> _WRITTEN INSTRUCTION_
Rewrite the rows below with "photograph" changed to "image" everywhere it occurs, leaving every other character as it is.
____
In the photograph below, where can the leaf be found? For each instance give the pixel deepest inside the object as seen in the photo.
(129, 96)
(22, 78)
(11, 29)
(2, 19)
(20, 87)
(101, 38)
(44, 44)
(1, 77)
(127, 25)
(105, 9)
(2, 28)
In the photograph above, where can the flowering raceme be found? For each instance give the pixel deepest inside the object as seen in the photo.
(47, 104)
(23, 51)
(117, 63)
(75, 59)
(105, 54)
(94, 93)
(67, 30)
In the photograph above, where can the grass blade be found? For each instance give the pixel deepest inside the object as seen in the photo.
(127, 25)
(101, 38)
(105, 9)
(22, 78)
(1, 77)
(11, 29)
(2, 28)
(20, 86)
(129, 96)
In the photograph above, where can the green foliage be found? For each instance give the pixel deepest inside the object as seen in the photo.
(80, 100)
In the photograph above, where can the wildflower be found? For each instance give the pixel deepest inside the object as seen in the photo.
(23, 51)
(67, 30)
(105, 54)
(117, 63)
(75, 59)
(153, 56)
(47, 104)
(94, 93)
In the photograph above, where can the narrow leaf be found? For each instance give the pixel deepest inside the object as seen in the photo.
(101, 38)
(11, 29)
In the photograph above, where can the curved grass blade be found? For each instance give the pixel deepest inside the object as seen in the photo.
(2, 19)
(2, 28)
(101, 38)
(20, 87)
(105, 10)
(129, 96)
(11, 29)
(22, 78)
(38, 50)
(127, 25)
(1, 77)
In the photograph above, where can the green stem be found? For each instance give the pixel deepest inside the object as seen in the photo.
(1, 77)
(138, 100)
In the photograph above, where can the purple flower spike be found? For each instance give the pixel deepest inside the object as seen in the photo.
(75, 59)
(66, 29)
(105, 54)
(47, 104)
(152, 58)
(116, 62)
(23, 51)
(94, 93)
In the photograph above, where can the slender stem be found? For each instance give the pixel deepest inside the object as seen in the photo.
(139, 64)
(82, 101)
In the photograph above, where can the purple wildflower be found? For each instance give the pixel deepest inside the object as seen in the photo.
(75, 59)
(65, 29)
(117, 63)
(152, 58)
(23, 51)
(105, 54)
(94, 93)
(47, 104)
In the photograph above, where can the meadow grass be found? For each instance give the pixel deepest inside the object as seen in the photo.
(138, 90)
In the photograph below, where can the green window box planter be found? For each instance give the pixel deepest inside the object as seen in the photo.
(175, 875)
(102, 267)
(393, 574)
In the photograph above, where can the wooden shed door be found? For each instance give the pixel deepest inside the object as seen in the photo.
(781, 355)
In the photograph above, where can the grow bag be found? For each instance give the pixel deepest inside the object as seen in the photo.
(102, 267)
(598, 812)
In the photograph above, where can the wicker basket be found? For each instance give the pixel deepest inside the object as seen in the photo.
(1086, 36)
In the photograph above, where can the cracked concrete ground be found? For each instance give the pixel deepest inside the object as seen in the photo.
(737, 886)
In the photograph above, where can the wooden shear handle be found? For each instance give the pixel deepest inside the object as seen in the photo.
____
> _REPLY TO THE EXERCISE_
In the image below, where can the leaf be found? For each instance give the pixel deepest inside the object as seen in the photo.
(129, 96)
(22, 78)
(11, 29)
(2, 19)
(20, 87)
(101, 38)
(44, 44)
(1, 77)
(127, 25)
(105, 9)
(2, 28)
In the image above, where can the flowering raceme be found? For each instance give the pixel deepest inside the object as seen in the photo.
(47, 104)
(23, 51)
(117, 63)
(75, 59)
(105, 54)
(94, 93)
(67, 30)
In the image above, where can the grass blade be found? For each instance give the pixel deepest inside the object as seen in the photo.
(127, 25)
(101, 38)
(105, 9)
(22, 78)
(1, 77)
(11, 29)
(2, 28)
(20, 86)
(129, 96)
In the image above, where can the green foliage be found? For each instance give the pixel deepest inside the object as seen in the photo.
(80, 100)
In the image above, where can the wildflower be found? For each instance give the pixel deepest inside the object as seen in the photo.
(23, 51)
(67, 30)
(105, 54)
(117, 63)
(75, 59)
(153, 56)
(47, 104)
(94, 93)
In the image above, where can the narrow leaf be found? For each instance give the pixel deepest inside the object as seen in the photo.
(101, 38)
(11, 29)
In the image above, where can the curved grass blade be found? For each instance give the pixel deepest inside the object as seen in the photo.
(2, 19)
(2, 28)
(101, 38)
(20, 87)
(105, 10)
(129, 96)
(11, 29)
(22, 78)
(38, 50)
(127, 25)
(1, 77)
In the image above, where can the green stem be found? For each instance give the pixel deepest inside the object as seen in the photo.
(1, 77)
(138, 100)
In the image above, where can the purple flower spike be found? For each instance give the pixel deepest inside the object as seen in the photo.
(75, 59)
(66, 29)
(105, 54)
(47, 104)
(152, 58)
(116, 62)
(23, 51)
(94, 93)
In the image above, where can the slender stem be found? For each instance give the pixel deepest inside the object as seen in the photo.
(139, 64)
(82, 101)
In the image above, where can the purple wildflower be found? For each instance give the pixel deepest inside the object as seen in the photo.
(75, 59)
(65, 29)
(117, 63)
(152, 58)
(23, 51)
(105, 54)
(94, 93)
(47, 104)
In the image above, where can the meadow grass be found? For each instance give the pixel deepest inside the object as seen in the photo.
(138, 90)
In the image below, where can the green window box planter be found? For each instance give the pixel deepest inside the object as seen in the photo.
(175, 875)
(102, 267)
(393, 574)
In the image above, where can the wooden shed door be found? For each instance give the pixel deepest inside the object as seen in the photo.
(781, 355)
In the image above, where can the grow bag be found? For each instance give the pixel deepest inside the object as seen in the photo.
(102, 267)
(598, 812)
In the image above, where can the wicker basket be found? For each instance give the pixel deepest inside the object as seen in the photo.
(1086, 36)
In the image above, where can the cracked concrete ground be found? For each instance give the pixel deepest inside the object as seen in the photo.
(737, 886)
In the image above, where can the wooden shear handle be found? For each instance give the pixel deepest inside the object as seen in the photo.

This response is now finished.